Source data:
################
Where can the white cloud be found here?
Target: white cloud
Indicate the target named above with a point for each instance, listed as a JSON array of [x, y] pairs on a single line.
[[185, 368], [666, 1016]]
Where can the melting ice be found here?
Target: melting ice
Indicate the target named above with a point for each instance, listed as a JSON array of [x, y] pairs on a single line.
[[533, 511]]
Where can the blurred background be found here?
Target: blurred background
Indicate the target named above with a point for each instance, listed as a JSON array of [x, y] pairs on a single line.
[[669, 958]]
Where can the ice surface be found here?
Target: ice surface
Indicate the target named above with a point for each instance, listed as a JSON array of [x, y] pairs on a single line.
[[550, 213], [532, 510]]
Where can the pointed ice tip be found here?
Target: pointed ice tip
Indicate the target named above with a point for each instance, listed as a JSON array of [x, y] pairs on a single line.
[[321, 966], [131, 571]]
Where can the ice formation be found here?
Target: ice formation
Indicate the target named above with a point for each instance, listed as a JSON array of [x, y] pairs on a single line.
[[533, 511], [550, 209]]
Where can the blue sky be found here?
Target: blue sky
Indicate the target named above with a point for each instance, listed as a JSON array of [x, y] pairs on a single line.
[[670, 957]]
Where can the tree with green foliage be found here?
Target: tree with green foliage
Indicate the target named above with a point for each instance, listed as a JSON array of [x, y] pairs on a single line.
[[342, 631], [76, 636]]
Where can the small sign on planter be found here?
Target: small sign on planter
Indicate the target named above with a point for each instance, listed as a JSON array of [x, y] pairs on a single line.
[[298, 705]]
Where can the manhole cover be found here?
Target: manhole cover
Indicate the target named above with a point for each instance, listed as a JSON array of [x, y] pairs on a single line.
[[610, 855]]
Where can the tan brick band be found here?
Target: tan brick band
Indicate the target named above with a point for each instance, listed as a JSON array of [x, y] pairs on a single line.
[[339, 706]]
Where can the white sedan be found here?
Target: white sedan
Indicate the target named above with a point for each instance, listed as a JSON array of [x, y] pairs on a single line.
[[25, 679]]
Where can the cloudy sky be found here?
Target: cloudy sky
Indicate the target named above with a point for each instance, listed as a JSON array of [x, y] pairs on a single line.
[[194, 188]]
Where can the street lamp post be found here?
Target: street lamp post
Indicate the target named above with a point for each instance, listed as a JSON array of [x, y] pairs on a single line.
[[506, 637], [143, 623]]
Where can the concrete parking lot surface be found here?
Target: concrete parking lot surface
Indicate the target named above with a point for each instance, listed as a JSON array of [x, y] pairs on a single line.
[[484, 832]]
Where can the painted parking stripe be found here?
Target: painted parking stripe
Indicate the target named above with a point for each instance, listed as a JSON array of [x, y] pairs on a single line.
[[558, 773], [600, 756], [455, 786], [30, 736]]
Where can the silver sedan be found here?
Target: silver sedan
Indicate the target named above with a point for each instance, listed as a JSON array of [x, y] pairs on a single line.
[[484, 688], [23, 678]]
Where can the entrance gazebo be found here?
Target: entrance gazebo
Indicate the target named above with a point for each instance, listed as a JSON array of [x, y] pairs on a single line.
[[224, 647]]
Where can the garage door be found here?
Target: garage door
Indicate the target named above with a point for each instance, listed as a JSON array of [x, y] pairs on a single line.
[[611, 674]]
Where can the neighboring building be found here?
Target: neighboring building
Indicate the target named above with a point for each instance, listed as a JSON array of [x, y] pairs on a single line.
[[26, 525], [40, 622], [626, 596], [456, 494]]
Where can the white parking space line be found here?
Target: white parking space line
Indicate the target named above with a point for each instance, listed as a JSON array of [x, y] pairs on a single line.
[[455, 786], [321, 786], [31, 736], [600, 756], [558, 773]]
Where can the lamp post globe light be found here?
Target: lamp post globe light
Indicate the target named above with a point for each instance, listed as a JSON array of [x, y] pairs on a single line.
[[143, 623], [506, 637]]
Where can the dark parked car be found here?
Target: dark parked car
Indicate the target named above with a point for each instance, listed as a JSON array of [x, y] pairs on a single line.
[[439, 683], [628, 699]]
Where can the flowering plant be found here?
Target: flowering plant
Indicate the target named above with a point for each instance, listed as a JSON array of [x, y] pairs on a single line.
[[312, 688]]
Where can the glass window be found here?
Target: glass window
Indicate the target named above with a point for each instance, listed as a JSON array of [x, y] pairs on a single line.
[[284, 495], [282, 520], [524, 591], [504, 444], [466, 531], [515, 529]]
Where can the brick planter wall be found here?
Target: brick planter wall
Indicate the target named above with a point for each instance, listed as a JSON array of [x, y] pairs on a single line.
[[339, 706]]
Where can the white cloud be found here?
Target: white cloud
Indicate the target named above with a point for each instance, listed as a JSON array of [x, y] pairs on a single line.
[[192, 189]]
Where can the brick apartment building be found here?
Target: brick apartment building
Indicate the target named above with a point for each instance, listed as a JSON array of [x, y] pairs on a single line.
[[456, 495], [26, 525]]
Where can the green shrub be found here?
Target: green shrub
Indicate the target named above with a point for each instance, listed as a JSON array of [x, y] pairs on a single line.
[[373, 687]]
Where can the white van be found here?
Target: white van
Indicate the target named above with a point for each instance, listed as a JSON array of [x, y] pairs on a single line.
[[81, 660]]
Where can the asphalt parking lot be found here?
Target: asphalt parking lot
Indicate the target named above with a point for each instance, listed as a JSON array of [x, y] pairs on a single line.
################
Exercise instructions: Copy out all of the data exactly, leaving nothing out.

Answer space:
Where can the white cloud be found here?
Target: white cloud
Indicate the target named above with a point for each instance, listed as a JSON array of [x, y] pairs on a single line.
[[185, 368], [666, 1016]]
Where can the melting ice be found here?
Target: melting ice
Indicate the target named above with a point for each instance, listed as a JSON array of [x, y] pairs on a single line.
[[533, 511]]
Where can the blurred background be found here?
Target: blurred background
Indicate the target named above with a point for each instance, listed as a JSON array of [x, y] pairs on a single line.
[[669, 958]]
Where can the ice surface be found here?
Target: ice surface
Indicate the target named above with a point for each instance, listed as a JSON array of [x, y] pairs on a single line.
[[550, 213], [532, 510]]
Where can the pointed ice tip be found here?
Target: pointed ice tip
Indicate the target named above with a point for each instance, listed as a JSON array of [x, y] pairs on a single line.
[[321, 966], [131, 571]]
Where can the ice formation be found here?
Target: ice formation
Indicate the target named above with a point for each instance, listed as a JSON array of [x, y] pairs on a single line.
[[533, 511], [550, 209]]
Where can the blue sky be found here?
Target: blue sky
Indicate the target named above with a point for each instance, listed as a JSON array of [x, y] pairs on a single line.
[[670, 957]]
Where can the tree with green foliage be found here?
Target: tree with green foliage
Indicate the target named above with a point for each instance, listed as a JSON array of [x, y] pairs on a single line.
[[342, 631], [76, 636]]
Where can the small sign on planter be found here?
Target: small sign on planter
Indicate the target named above with a point for each instance, listed as a JSON array of [x, y] pairs on a single line.
[[298, 705]]
Where can the manhole cover be found here?
Target: manhole cover
Indicate the target named above with a point for each instance, listed as a JSON array of [x, y] pairs on a single line.
[[610, 855]]
Where can the tan brick band be found here?
Target: tan brick band
Indicate the target named above with a point for each instance, listed as a JSON array of [x, y] pairs on a single line.
[[339, 706]]
Where can the white sedan be found here?
Target: white sedan
Indicate the target named above with a point for each instance, listed as a JSON array of [x, y] pairs on a single line.
[[25, 679]]
Where can the cloudy sky be found here?
Target: cloudy sky
Indicate the target named above with a point for each instance, listed as a JSON array of [x, y] pairs on a single line.
[[194, 188]]
Where can the street lamp post be found here?
Target: street lamp post
Indicate the target named above with a point for each instance, listed as a JSON array of [x, y] pairs on a single line.
[[506, 637], [143, 623]]
Where can the concrete parking lot surface be found here?
Target: concrete parking lot surface
Indicate the target named above with a point for each instance, listed as a JSON array of [x, y] pairs on a single line.
[[484, 832]]
Where can the painted parking stripe be found here?
Target: painted parking stripe
Indicate the target named above with a point for each instance, listed as a JSON array of [x, y] pairs on a single line.
[[558, 773], [600, 756], [455, 786], [30, 736]]
Where can the silver sedan be found here?
Target: silver sedan
Indicate the target named above with a point for each instance, listed as a JSON array of [x, y] pairs on a single line.
[[484, 688], [23, 678]]
Where can the entrance gazebo be found here?
Target: entrance gazebo
Indicate the target named above with a point for each instance, listed as a JSON array of [x, y] pairs on a single line.
[[224, 647]]
Where can the garage door be found here?
Target: garage door
Indicate the target named above with a point for each instance, listed as a JSON array of [x, y] pairs on a single line.
[[611, 674]]
Where can the neighboring building be found here?
Target: neighboring building
Indicate the target named above with a point for each instance, listed as a JSON array of [x, y] pairs on a single line.
[[26, 525], [40, 622], [626, 596], [456, 494]]
Where can the white parking space line be found here?
Target: white parking space line
Indicate the target named above with a point for each instance, listed as a JSON array of [x, y] pairs on a single line.
[[455, 786], [321, 786], [31, 736], [600, 756], [558, 773]]
Where can the lamp post globe light be found here?
Target: lamp post globe light
Indicate the target named above with a point for each instance, listed as a JSON array of [x, y] pairs on a single line.
[[143, 623], [506, 637]]
Where can the dark parked car be found here?
Target: dark parked car
Indicate the target named above with a point for each instance, listed as a JSON array of [x, y] pairs on a single line.
[[439, 683], [628, 699]]
Where can the flowering plant be found here?
Target: flowering plant
Indicate the target named above with a point for each instance, listed as a JSON array of [x, y] pairs on a single line.
[[312, 688]]
Where can the glass window be found here?
Target: glass window
Indicate the target named above with a point for each instance, listed as a JSON array of [x, y] pairs on a single line.
[[284, 495], [282, 520], [524, 591], [504, 444], [466, 531], [515, 529]]
Where can the brick planter wall be found here?
Target: brick planter wall
Indicate the target named above with a point for each instance, listed as a JSON array of [x, y] pairs on a single line.
[[339, 706]]
Where can the white cloud be found here?
Target: white cloud
Indicate the target named above with a point for each instance, listed as a JSON array of [x, y] pairs on a single line.
[[192, 189]]
Where can the brick apartment building be found here?
Target: brick apartment building
Indicate the target named above with a point for each instance, listed as a JSON array of [x, y] pairs on a single line.
[[456, 495], [26, 525]]
Where can the green shrub be found here?
Target: green shrub
Indicate the target named above with a point for each instance, listed as a JSON array of [x, y] pairs on a single line.
[[373, 687]]
Where can the white van be found here?
Target: white van
Indicate the target named above with a point for each instance, listed as a JSON array of [x, y] pairs on a single line.
[[81, 660]]
Where can the asphalt parking lot be found here?
Target: asphalt parking lot
Indicate the target named above with a point for each instance, listed as a JSON array of [x, y] pairs on a single line.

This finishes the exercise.